(WHAT TO PRODUCE) Set down the complete data exactly as it appears below.
Top of EXTRACTED ENTRIES
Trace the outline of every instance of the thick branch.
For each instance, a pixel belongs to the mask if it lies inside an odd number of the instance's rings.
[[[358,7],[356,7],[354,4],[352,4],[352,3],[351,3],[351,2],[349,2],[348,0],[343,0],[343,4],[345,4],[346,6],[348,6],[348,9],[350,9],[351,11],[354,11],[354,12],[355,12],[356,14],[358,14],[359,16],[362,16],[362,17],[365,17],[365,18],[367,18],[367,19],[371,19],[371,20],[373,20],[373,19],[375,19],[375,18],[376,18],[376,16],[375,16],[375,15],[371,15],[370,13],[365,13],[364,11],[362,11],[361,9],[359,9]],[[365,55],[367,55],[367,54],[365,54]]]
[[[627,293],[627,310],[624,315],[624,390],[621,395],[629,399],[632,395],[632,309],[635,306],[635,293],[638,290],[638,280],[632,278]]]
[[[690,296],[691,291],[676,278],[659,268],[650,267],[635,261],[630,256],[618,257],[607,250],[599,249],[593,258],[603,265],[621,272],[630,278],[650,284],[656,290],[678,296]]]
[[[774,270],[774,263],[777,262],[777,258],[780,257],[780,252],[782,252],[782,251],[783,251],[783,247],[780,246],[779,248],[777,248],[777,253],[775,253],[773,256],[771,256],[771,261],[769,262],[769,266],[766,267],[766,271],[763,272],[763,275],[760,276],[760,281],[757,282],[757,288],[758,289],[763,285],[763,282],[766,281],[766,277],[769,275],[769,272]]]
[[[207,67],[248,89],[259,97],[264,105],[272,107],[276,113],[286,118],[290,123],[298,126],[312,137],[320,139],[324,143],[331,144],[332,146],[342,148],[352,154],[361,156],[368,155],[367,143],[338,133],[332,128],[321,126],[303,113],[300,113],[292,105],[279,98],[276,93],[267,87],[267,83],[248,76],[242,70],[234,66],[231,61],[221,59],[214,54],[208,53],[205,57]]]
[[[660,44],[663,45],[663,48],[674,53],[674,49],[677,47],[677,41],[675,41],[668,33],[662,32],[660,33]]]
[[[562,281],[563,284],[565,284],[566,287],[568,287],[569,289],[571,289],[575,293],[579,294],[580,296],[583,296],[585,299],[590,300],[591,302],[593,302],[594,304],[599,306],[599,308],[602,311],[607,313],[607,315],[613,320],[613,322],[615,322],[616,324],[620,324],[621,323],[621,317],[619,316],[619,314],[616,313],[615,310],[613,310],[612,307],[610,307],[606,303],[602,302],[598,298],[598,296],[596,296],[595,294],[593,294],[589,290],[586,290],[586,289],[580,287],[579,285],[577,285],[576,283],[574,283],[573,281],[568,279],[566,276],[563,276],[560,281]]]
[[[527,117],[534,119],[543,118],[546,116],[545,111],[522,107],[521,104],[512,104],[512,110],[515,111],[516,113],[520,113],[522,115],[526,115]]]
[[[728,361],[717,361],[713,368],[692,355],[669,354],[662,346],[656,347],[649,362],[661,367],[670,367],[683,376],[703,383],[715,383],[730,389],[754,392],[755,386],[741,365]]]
Bottom of EXTRACTED ENTRIES
(RESULT BELOW)
Trace the outline of every instance of the thick branch.
For each instance, a pixel belongs to the mask if it lies inside an odd number of the instance's rings.
[[[358,7],[356,7],[354,4],[352,4],[352,3],[351,3],[351,2],[349,2],[348,0],[343,0],[343,4],[345,4],[346,6],[348,6],[348,9],[350,9],[351,11],[354,11],[354,12],[355,12],[356,14],[358,14],[359,16],[362,16],[362,17],[365,17],[365,18],[367,18],[367,19],[371,19],[371,20],[373,20],[373,19],[375,19],[375,18],[376,18],[376,16],[375,16],[375,15],[371,15],[370,13],[365,13],[364,11],[362,11],[361,9],[359,9]],[[365,55],[367,55],[367,54],[365,54]]]
[[[627,293],[627,310],[624,315],[624,390],[621,395],[629,399],[632,395],[632,309],[635,306],[635,293],[638,290],[638,280],[632,278]]]
[[[690,296],[691,291],[676,278],[659,268],[650,267],[635,261],[630,256],[618,257],[607,250],[599,249],[593,258],[603,265],[621,272],[630,278],[650,284],[656,290],[678,296]]]
[[[774,270],[774,263],[777,262],[777,258],[780,257],[780,252],[782,252],[782,251],[783,251],[783,247],[780,246],[779,248],[777,248],[777,253],[775,253],[773,256],[771,256],[771,261],[769,262],[769,266],[766,267],[766,271],[763,272],[763,275],[760,276],[760,281],[757,282],[757,288],[758,289],[763,285],[763,282],[766,281],[766,277],[769,275],[769,272]]]
[[[207,67],[248,89],[259,97],[264,105],[272,107],[276,113],[286,118],[290,123],[298,126],[312,137],[320,139],[324,143],[331,144],[332,146],[342,148],[352,154],[361,156],[368,155],[367,143],[338,133],[332,128],[321,126],[303,113],[300,113],[292,105],[279,98],[276,93],[267,87],[267,83],[248,76],[242,70],[234,66],[231,61],[221,59],[214,54],[208,53],[205,57]]]
[[[660,44],[663,45],[663,48],[674,53],[674,49],[677,47],[677,41],[675,41],[668,33],[662,32],[660,33]]]
[[[562,281],[563,284],[565,284],[566,287],[568,287],[569,289],[571,289],[575,293],[579,294],[580,296],[583,296],[585,299],[590,300],[591,302],[593,302],[594,304],[599,306],[599,308],[602,311],[607,313],[607,315],[613,320],[613,322],[615,322],[616,324],[620,324],[621,323],[621,317],[619,316],[619,314],[616,313],[615,310],[613,310],[612,307],[610,307],[606,303],[602,302],[598,298],[598,296],[596,296],[595,294],[593,294],[589,290],[586,290],[586,289],[580,287],[579,285],[577,285],[576,283],[574,283],[573,281],[568,279],[566,276],[563,276],[560,281]]]
[[[527,117],[534,119],[543,118],[546,116],[545,111],[522,107],[521,104],[512,104],[512,110],[515,111],[516,113],[520,113],[522,115],[526,115]]]
[[[728,361],[717,361],[713,368],[692,355],[669,354],[662,346],[656,347],[649,362],[661,367],[670,367],[683,376],[703,383],[715,383],[730,389],[754,392],[755,386],[741,365]]]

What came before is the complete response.